◆ **Selected passage**
▼
Unicode Standards

From Code::Blocks
Revision as of 20:14, 5 September 2005 by Jmccay (talk | contribs) (Place for the Unicode information)
(diff) ← Older revision | Latest revision (diff) | Newer revision → (diff)

This page is meant to be a location for developers to find all the current Unicode standards, or good practices, when editor and developing the Code::Blocks program. I am going to try and summarize the discussions that I was pointed to here, but I am leaving out the original author. Sorry Feel free to edit this to improve it, or keep it up to date. I am new to using wiki, so please exscuse the bad designs. This is a a VERY rough draft with no clear organizational pattern.
-- Joe M.

reference: [1]


Macros

{NOTE: bullet list would look better here, but bold is used for now}
__TFILE__ = wxWidgets provide equivilant to __FILE__
__TDATE__ = wxWidgets provide equivilant to __DATE__
__TTIME__ = wxWidgets provide equivilant to __TIME__
_U() = Use it to convert non-literal char* strings to wxString. Use it for reading attributes from TiXmlNode's. If you deal with functions that return strings, you must use our _U macro.

Code:

  #ifdef wxUSE_UNICODE
    #define _U(x) wxString((x),wxConvUTF8)
    #define _UU(x,y) wxString((x),y)
  #else
    #define _U(x) (x)
    #define _UU(x,y) (x)
  #endif

i.e.: Code:

  const char* incompatible = "This is an incompatible string";
  wxString compatible = _U(incompatible);
  // wxString conftype = conf->Attribute("ConfigurationType"); // before
  wxString conftype = _U(conf->Attribute("ConfigurationType")); // after :)

_C() = multibyte C string see wxhelp (wxMBConv classes overview)
Is defined in code as:

  #if wxUSE_UNICODE
     #define _UU(x,y) wxString((x),(y))
     #define _CC(x,y) (x).mb_str((y))
  #else
      #define _UU(x,y) (x)
      #define _CC(x,y) (x)
  #endif
  #define _U(x) _UU((x),wxConvUTF8)
  #define _C(x) _CC((x),wxConvUTF8)

_wxT() = fixed text's - like XRC resources object names (only adds an L before the string (ONLY if you're in a unicode build).)
▲
◆ **Recorded information**
▼
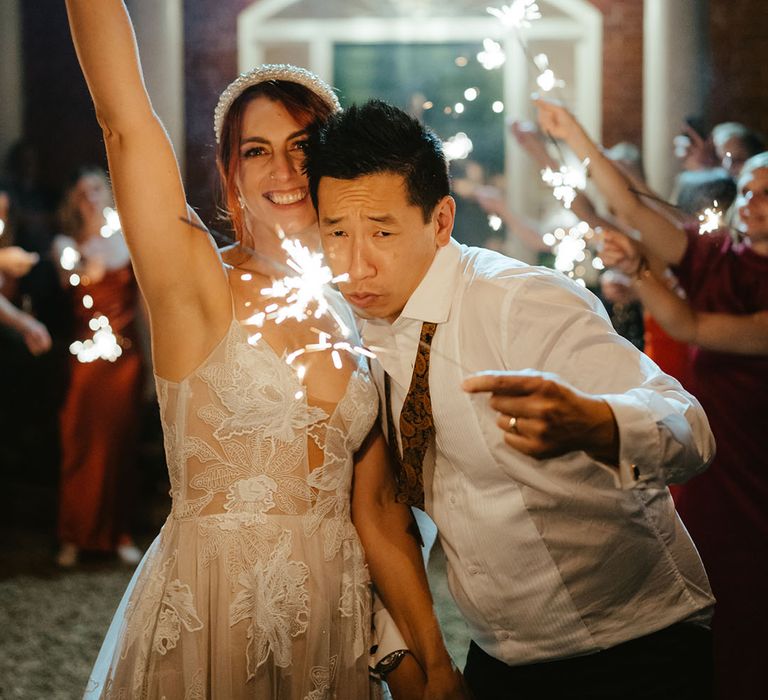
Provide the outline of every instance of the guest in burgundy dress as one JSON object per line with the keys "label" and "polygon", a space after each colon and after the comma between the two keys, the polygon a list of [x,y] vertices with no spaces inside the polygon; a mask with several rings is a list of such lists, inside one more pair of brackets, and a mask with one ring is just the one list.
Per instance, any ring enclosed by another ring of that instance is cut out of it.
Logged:
{"label": "guest in burgundy dress", "polygon": [[[82,170],[67,192],[54,242],[74,312],[70,385],[61,411],[58,563],[80,550],[117,552],[136,564],[129,534],[142,362],[138,289],[110,212],[103,171]],[[109,216],[107,216],[109,215]]]}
▲
◆ **Brief**
Can you change "Code::Blocks" to "CodeBlocks" and write out the Unicode standards page between "From Code::Blocks" and "revision → (diff)", inclusive? The listing isn't needed for any of this.

◆ **Solution below**
From CodeBlocks
Revision as of 20:14, 5 September 2005 by Jmccay (talk | contribs) (Place for the Unicode information)
(diff) ← Older revision | Latest revision (diff) | Newer revision → (diff)